Oh this is painful. The anticipation is probably worse than the event itself. I feel as if I'm due for an operation at ten o'clock tomorrow night, in which I'm having an assortment of gardening implements inserted into me for an indefinite period. To add to the agony, the odd poll creates a cruel whiff of hope, as if the surgeon's rung to say he can't find the rake so it might be just the shovel and the trowel.
Most days the moment of optimism is dashed by the latest spectacular Labour nonsense, such as suddenly endorsing a vote for the Lib Dems in areas where Labour can't win. What's the Labour candidate in those areas supposed to do now? Presumably if someone on the doorstep says, "You can count on my vote", they have to say, "NO. Don't vote for me, I'm an idiot", and start Tasering their pets.
Labour look as if they'll say anything out of desperation, and by tonight they'll announce that if they win, to show how sorry Brown is, they'll make Mrs Duffy Minister for Agriculture. Every time I check the news I fear I'll see a new disaster, like, "Brown sorry for running over dolphin".
The distress of a Tory win isn't so much at Cameron's policies, or even his background, it's his party's background. They're the natural party of the Ashcrofts and the similarly non-domicile super-wealthy for whom greed is a moral crusade.
Labour would say, "But our party has modernised, so that we too can now appeal to knights, squires and barons", but the Tory party is these people's natural home.
Labour's problem is it has no way of countering the Tory philosophy as it's spent its whole time in office desperate to please the same elite. So now that bankers are unpopular, Labour tries to appear angry about them but has to say: "We were very firm with those bankers. When they ruined the economy we gave them such a look."

**Data for review:**
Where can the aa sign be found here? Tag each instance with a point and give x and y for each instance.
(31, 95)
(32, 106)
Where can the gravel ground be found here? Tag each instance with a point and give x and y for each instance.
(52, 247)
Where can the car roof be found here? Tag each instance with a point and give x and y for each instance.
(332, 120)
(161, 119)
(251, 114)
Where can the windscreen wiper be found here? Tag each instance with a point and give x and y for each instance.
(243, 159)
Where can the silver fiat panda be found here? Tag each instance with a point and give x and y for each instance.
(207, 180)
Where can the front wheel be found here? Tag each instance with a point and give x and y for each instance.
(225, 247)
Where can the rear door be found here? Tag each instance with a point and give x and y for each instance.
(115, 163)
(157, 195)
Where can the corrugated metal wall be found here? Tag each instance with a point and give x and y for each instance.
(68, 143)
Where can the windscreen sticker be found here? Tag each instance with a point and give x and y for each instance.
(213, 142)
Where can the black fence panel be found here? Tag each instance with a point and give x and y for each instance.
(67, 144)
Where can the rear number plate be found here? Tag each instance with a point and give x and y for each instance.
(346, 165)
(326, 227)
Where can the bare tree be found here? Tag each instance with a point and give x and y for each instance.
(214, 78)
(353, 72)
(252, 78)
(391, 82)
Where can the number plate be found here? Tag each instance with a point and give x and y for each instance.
---
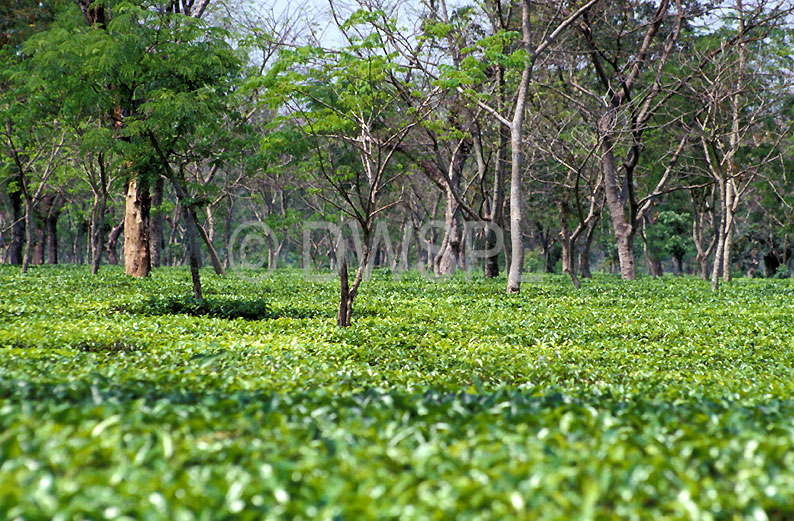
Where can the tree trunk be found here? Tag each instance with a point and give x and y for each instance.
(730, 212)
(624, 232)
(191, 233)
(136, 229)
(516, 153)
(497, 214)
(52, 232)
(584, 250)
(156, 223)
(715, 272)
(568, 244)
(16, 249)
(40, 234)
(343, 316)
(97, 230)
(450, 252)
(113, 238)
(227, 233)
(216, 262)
...
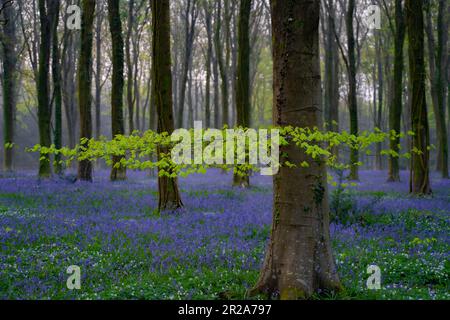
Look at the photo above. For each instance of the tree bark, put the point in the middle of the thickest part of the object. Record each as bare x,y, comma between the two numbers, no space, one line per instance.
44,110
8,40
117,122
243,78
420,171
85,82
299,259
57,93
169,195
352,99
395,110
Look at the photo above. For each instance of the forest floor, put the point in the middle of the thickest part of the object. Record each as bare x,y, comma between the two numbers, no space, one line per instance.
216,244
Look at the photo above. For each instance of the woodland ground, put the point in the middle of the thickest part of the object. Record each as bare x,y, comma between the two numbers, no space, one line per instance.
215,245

**Task statement:**
Continue the opinion column about Labour and the Conservatives on the eve of the election, picking up after its last sentence.

**Your response:**
Similarly, on Monday Brown made an Obama-style speech about civil rights and each of us marching against injustice to become part of history, which might have been a moving spectacle except for the detail that the biggest marches in British history have been against his government. And even the most powerful rhetoric loses its edge if the speaker has to say: "There will be a movement of millions, from every corner of the land, diverse in age and race, in gender and in religion but united in its noble and historic aim, to stop me being a warmongering arsehole."
But beyond the disguised sneer of Cameron and the hopelessness of Brown lies a bigger issue in this election, which is the dismantling of Labour. It was created at the start of the twentieth century, through the efforts of those who believed for the first time in history, working class people should be represented in government.
So until the era of Blair, whatever the size of its vote, it retained its branches in every town, its campaigners, its youth sections and its links with working class communities. Under Blair that evaporated, so the branches are almost dead, and almost anyone with any vision or passion has packed up and left, so that now they might be overtaken by Liberal Democrats, not just in votes but as a national party in every sense. That will be Blair's legacy.
But, as in 1900, where someone makes a sustained effort to build an opposition to Tory values, for example by proposing to renationalise the railways and withdraw the troops from Afghanistan, they can win a tangible degree of support, and the Greens and Respect are likely to win seats.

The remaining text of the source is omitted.